=== EXTRACTED RECORDS ===
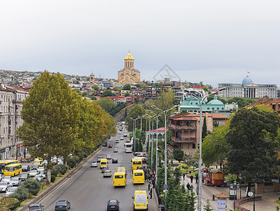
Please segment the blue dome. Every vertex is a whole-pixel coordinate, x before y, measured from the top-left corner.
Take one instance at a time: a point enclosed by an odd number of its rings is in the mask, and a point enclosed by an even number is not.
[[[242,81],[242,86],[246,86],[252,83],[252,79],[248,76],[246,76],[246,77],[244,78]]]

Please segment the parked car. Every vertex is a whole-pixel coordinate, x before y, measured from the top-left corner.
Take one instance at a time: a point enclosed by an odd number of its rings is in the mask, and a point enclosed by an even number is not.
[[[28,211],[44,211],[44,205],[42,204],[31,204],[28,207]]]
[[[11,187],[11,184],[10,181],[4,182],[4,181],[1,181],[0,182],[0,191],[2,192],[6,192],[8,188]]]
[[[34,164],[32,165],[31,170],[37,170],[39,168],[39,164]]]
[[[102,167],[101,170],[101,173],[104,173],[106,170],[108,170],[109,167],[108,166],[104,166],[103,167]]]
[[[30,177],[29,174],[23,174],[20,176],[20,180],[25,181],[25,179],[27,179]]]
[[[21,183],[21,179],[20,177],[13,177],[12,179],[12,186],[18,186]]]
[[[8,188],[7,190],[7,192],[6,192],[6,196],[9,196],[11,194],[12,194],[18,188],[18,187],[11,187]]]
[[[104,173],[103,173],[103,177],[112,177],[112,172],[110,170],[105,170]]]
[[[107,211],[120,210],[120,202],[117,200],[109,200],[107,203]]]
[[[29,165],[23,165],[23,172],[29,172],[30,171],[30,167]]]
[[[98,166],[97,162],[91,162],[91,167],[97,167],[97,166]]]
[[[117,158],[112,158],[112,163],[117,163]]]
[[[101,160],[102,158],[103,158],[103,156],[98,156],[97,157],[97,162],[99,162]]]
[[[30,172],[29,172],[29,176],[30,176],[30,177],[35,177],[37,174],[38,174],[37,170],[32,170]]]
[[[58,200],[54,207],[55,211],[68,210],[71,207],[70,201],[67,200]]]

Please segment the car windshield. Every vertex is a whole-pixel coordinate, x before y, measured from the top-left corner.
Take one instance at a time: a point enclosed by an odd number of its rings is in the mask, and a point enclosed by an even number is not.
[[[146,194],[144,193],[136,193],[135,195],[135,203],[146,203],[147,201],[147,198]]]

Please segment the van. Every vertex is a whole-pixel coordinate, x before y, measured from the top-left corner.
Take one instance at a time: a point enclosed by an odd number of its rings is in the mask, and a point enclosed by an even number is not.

=== REQUIRED TASK ===
Print all of the records above word for word, leaving out the pictures.

=== ANSWER TO THIS TASK ===
Please segment the blue dome. Every vertex is a whole-pixel coordinate, x before y, measured from the top-left corner.
Take one instance at a time: a point enclosed by an odd number of its rings is in the mask, and a point enclosed by an even number is not.
[[[242,81],[242,86],[246,86],[252,83],[252,79],[248,76],[246,76],[246,77],[244,78]]]

Please segment the parked car. Every vertex is a whole-pixel coordinate, x before y, measured from the top-left corner.
Take one instance at a time: a point enclosed by an odd number of its rings is in the mask, and a point enclosed by an even number is not.
[[[28,211],[44,211],[44,205],[42,204],[31,204],[28,207]]]
[[[11,187],[11,184],[10,181],[4,182],[4,181],[1,181],[0,182],[0,191],[2,192],[6,192],[8,188]]]
[[[34,164],[32,165],[31,170],[37,170],[39,168],[39,164]]]
[[[102,167],[101,170],[101,173],[104,173],[106,170],[108,170],[109,167],[108,166],[104,166],[103,167]]]
[[[30,177],[29,174],[23,174],[20,176],[20,180],[25,181],[25,179],[27,179]]]
[[[21,183],[21,179],[20,177],[13,177],[12,179],[12,186],[18,186]]]
[[[8,188],[7,190],[7,192],[6,192],[6,196],[9,196],[11,194],[12,194],[18,188],[18,187],[11,187]]]
[[[104,173],[103,173],[103,177],[112,177],[112,172],[110,170],[105,170]]]
[[[107,211],[120,210],[120,202],[117,200],[109,200],[107,203]]]
[[[29,165],[23,165],[23,172],[29,172],[30,171],[30,167]]]
[[[98,166],[97,162],[91,162],[91,167],[97,167],[97,166]]]
[[[117,158],[112,158],[112,163],[117,163]]]
[[[101,160],[102,158],[103,158],[103,156],[98,156],[97,157],[97,162],[99,162]]]
[[[30,172],[29,172],[29,176],[30,176],[30,177],[35,177],[37,174],[38,174],[37,170],[32,170]]]
[[[58,200],[54,207],[55,211],[68,210],[71,207],[70,201],[67,200]]]

Please segment the car windshield. Every vertex is a whole-pixel coordinate, x before y, measured from the top-left corner.
Take one instance at a time: a point enclosed by an odd number of its rings is in the mask, and a point enclosed by an even number is not.
[[[146,194],[144,193],[136,193],[135,195],[135,203],[146,203],[147,201],[147,198]]]

Please segment the van. Every vertex is a whole-pixel coordinate, x before y, measured from the top-left corner.
Take one instance at a time: a point enclosed by an odd number of its rings is in the mask, and a point enclosed by an even number is not.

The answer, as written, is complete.